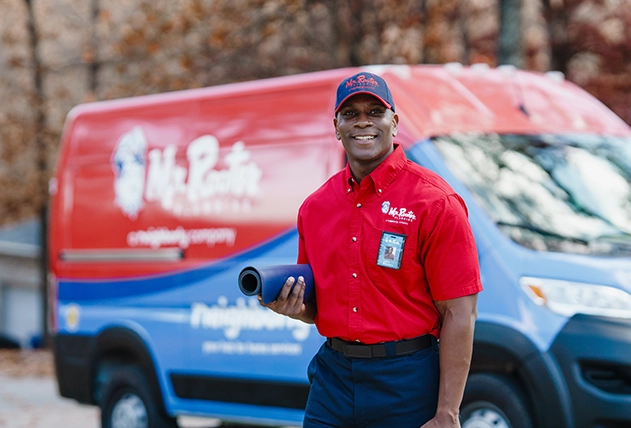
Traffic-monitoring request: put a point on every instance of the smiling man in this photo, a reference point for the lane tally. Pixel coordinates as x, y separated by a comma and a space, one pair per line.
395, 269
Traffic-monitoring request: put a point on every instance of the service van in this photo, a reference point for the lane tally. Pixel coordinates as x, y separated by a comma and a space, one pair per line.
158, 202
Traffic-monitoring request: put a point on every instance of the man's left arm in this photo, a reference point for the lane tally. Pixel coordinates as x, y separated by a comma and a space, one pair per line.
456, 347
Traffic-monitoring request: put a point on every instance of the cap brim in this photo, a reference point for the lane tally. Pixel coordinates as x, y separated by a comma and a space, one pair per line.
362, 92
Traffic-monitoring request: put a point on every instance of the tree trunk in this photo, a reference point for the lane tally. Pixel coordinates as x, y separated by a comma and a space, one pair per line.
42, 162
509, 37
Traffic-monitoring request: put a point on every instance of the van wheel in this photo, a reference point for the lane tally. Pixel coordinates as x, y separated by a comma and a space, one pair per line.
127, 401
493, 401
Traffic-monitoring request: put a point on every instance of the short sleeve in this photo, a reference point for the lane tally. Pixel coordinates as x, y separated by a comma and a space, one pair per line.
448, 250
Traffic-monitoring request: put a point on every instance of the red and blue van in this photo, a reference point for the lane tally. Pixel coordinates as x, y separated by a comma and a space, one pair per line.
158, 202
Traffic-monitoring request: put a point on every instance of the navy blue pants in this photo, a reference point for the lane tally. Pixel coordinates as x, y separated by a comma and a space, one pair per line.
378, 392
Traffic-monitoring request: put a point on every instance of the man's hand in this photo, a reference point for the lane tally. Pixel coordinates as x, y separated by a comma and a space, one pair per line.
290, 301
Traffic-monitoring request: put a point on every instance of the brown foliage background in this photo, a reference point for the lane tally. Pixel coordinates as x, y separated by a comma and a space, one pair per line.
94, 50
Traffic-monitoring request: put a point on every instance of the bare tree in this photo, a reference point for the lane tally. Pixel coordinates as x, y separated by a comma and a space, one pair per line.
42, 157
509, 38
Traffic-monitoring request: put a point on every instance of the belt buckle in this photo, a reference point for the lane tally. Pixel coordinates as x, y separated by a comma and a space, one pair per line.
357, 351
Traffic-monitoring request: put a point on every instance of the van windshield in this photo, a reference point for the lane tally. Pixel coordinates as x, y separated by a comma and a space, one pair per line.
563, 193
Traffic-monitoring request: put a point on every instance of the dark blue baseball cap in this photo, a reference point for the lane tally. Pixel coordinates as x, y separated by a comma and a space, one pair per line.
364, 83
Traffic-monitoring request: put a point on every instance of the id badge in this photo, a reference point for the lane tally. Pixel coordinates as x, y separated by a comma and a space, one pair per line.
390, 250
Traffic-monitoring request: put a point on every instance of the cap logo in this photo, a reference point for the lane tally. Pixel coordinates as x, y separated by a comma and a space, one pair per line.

-------

Directions for this task:
Repeat everything in the records precisely. Images are excluded from the copy.

Solution below:
Traffic-monitoring request: put a point on every instance of the smiling man in this photo, a reference point for the lane tally. Pixel coordinates as x, y separated by a comma and a space, one pair per line.
395, 269
Traffic-monitoring request: put a point on every instance of the service van in this photo, a reference point for the lane tally. Pixel coordinates as x, y separated by a comma and a space, one pair per line.
158, 202
Traffic-monitoring request: put a point on every instance of the man's left arm in this photo, a reference point for the lane tally. Pixel coordinates as x, y separated by a comma and a space, one pair per line.
456, 347
Traffic-monitoring request: put a point on every instance of the cap brim in this photo, a reference point for the lane tally. Pixel coordinates as x, y separated by a comma and a space, one pair per line.
362, 92
Traffic-monitoring request: put a point on every instance of the tree trunk in this photo, a reference point for the lane tally. Pixel coordinates as x, y separated by a comma and a space, one pair per line.
42, 162
509, 37
Traffic-monitoring request: put a point on every instance of the van wheel in this photo, a reference point for the lane tally. Pixel coordinates as x, y separated by a comma and a space, one pair per line.
127, 401
493, 401
Traffic-monitoring request: put a point on every instance of the short sleeve in this photo, a reference point for the lane tally. Pixel coordinates as x, y separated by a comma and a space, one pair per line.
448, 250
Traffic-monitoring request: put a point on every instance of the red and blue van in this photo, a reference point for the lane tally. Pixel coordinates as x, y separated by a comma and a space, one pair per line.
158, 202
Traffic-monitoring request: put a point on every instance of the navy blue pants in this photo, a reference point for the lane tally. Pixel coordinates as x, y separated by a comma and a space, one pair per line.
378, 392
Traffic-monitoring request: put a point on every instance of the man's hand in this photo, a reference point for the lane tally. Pixel coordinates as x, y separated by a comma and a space, one pair per line.
290, 301
Traffic-monitoring request: put a point on every instance of the brown foliage background in this photo, a reference point for the lane tally. Pixel coordinates as x, y separated by a comma and a space, one pair per line.
94, 50
Traffic-monitoring request: put a point on every instance of the bare tree in this photo, a reference point for the lane tally. Pixel coordinates as x, y separated by a comma and a space, one pair per line.
42, 157
509, 38
Traffic-monitoring request: put a point on every instance of the belt buckle in this photo, a reference point for the lane tally. Pixel coordinates as x, y separated by a comma and a space, one pair per line.
357, 351
Traffic-monitoring request: put a point on every instance of the van windshield in this photo, a reference point for the lane tally. Pixel coordinates as x, y separated by a comma and a space, one pair per line.
563, 193
Traffic-monitoring request: put a point on every instance of the dark blue baseball cap in this photo, a reference point for the lane tally. Pixel coordinates as x, y separated by a comma and a space, one pair per line.
364, 83
Traffic-monitoring request: put a point on every instance of the id badge in this photo, a reference point for the lane tally. Pixel coordinates as x, y separated by a comma and a space, one pair per line.
390, 250
Traffic-monitoring request: put a point on every instance of the cap logo in this photo, a reference point for the lane tally. Pixel coordinates as x, y separated by a comma and a space, one pair per line.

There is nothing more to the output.